:: Textauszug ::
# # # #

Nach einer Stunde kündigt Klassenlehrerin Britta Wirths die Mittagspause an. Ohne Kommentar flitzen die Fünftklässler in die Schulmensa und holen das Essen. Als erstes für ihre Gäste. Kein Gerenne, kein Geschrei, keine ermahnenden Lehrerworte. Einfach ein ruhiges Mittagessen. Simon Voges nickt. Der junge Religionslehrer hat sich das Projekt mit den Spieltagen ausgedacht, „Irgendwie haben die Kinder einfach Respekt vor den alten Menschen”, sagt er.

Den Anstoß gegeben hatte Melanie Lawrenz vor acht Jahren. Sie unterrichtet im Fach Gesundheit und Soziales. Am Anfang gab es einen Besuchsaustausch mit einem Heim, zweimal pro Jahr. Mittlerweile gibt es Kochprojekte mit allen Klassen, Besuche im Heim in kleinen Gruppen, Interviews mit den Älteren, um deren Leben besser kennenzulernen, auch deren eigene Kindheit, Auftritte der Musical-AG und gemeinsame Weihnachtsfeiern – im Heim und in der

Schule. Mehr als 60 Schüler haben sich im vergangenen Jahr an den Aktionen beteiligt, Partner sind Heime in Harsum, Giesen und Algermissen.

# # # #

:: Aufgabenbeschreibung ::
Führe den Textauszug über das Schulprojekt mit den Heimbewohnern bitte im gleichen Stil fort.

:: Bereitgestellte Daten ::
# # # #

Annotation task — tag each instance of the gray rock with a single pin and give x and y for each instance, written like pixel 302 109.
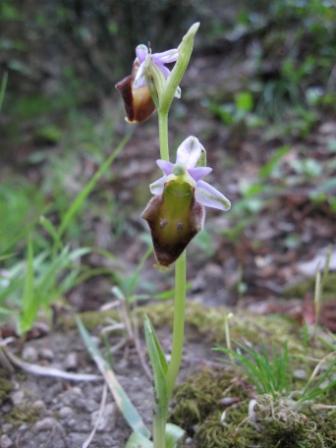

# # # #

:: Lösung ::
Und es soll nicht bei den Begegnungen bleiben. Die Kinder befassen sich zum Beispiel mit Schulordnungen aus dem 19. Jahrhundert oder fragen ihre Gäste einfach, was ihnen auf dem Herzen liegt. „Die sind ganz schön wissbegierig”, sagt die 86-jährige Elfriede Schmitzer, „aber sie können nicht fassen, was wir erlebt haben, den Krieg, die Flucht.”

Um14.30 Uhr werden die Gäste zum Bus gebracht, dann geht es zurück in die Klasse, um den Tag zu besprechen, sich zu erzählen, was man Neues erfahren hat. „Es gibt auch Unsicherheiten”, sagt Voges. Neulich sei eine Seniorin in Tränen ausgebrochen: „Die Schüler waren ganz irritiert.” Erst hinterher hat sich herausgestellt, dass sie sich einfach gefreut hat, dass so viele Kinder um sie herum waren.